__Requirement__.
Could you reproduce every entry that follows, exactly as shown?

__Data to examine__.
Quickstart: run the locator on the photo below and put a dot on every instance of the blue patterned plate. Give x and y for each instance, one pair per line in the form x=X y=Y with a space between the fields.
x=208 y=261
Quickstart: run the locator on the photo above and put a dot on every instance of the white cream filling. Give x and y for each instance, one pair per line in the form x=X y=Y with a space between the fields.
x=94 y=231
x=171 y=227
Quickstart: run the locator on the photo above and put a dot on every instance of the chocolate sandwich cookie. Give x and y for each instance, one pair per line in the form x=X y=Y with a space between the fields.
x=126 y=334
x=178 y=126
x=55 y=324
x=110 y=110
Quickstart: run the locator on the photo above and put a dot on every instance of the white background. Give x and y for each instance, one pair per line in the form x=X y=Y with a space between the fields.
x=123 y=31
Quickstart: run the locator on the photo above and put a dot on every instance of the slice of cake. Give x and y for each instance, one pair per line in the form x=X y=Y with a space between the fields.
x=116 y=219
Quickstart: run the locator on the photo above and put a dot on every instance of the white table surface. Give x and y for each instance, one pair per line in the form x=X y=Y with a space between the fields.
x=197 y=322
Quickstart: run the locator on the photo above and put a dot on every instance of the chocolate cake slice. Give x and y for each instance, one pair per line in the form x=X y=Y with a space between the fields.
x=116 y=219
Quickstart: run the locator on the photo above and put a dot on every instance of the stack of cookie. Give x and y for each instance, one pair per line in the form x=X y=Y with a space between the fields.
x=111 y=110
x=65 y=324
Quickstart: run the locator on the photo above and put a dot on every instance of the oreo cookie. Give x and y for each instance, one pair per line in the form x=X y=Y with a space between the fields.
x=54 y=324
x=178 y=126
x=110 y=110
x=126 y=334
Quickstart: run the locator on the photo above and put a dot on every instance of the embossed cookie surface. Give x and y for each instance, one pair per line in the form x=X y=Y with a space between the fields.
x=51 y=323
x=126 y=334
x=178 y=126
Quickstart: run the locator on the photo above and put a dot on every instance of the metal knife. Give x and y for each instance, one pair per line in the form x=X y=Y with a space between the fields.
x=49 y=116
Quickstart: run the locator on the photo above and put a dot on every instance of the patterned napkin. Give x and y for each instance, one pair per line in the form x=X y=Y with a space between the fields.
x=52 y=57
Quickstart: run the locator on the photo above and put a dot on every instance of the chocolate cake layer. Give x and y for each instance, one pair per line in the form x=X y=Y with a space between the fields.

__Answer section__.
Quickstart: run the locator on the photo below and put a dot on every instance of the blue patterned plate. Give x and y for each instance, one pair per line in the form x=X y=Y with a space between the fields.
x=208 y=261
Quickstart: run the locator on the photo above and put a dot on every instance of the white cream filling. Give x and y for each instance, one pair per line in the form x=X y=Y with a space between the fields.
x=94 y=231
x=171 y=227
Quickstart: run the locator on the photo above and put a dot on every instance of the chocolate sandwich cookie. Give x and y for each instance, one pair per line in the form x=X y=Y with a space between the fields.
x=126 y=334
x=178 y=126
x=55 y=324
x=110 y=110
Quickstart: run the locator on the photo above and put a dot on every instance of the white background. Give x and y for each instance, one pair per line in the form x=X y=Y with a space between the fields.
x=123 y=31
Quickstart: run the locator on the photo above and put a dot on every instance of the slice of cake. Give x and y for each instance, one pair per line in the form x=X y=Y with a space between the fields.
x=116 y=219
Quickstart: run the locator on the photo above and put a dot on every instance of the white table surface. Give x and y for each instance, one pair per line in the form x=X y=Y with a space between the fields.
x=197 y=322
Quickstart: run the locator on the photo above and put a dot on every instance of the chocolate cake slice. Give x and y for each instance, one pair per line in the form x=X y=Y with a space between the fields.
x=116 y=219
Quickstart: run the locator on the photo above and put a dot on every instance of the stack of cookie. Give x and y for each instance, one pair per line in the form x=X y=Y with a space between the fields.
x=111 y=110
x=65 y=324
Quickstart: run the locator on the photo above and put a dot on every instance of the oreo cookie. Give x and y for each instance, one pair per line in the form x=X y=Y with a space between the fields.
x=54 y=324
x=178 y=126
x=110 y=110
x=126 y=334
Quickstart: run the locator on the photo above and put a dot on every instance of the embossed cookie surface. Give x and y for each instance, one pair per line in the form x=X y=Y with a space between the fields.
x=51 y=323
x=126 y=334
x=178 y=126
Quickstart: run the locator on the photo above and put a dot on every instance of the metal knife. Give x and y for each instance, one pair per line in the form x=X y=Y with a space between the fields.
x=49 y=116
Quickstart: run the locator on the photo above and put a dot on every instance of the patterned napkin. Give x and y for each instance, one pair per line in the form x=X y=Y with a space between the fields.
x=52 y=57
Quickstart: run the locator on the photo above and put a dot on every instance of the chocolate cake layer. Give x and y for each instance, one pair per line in the form x=X y=Y with a space between the fields.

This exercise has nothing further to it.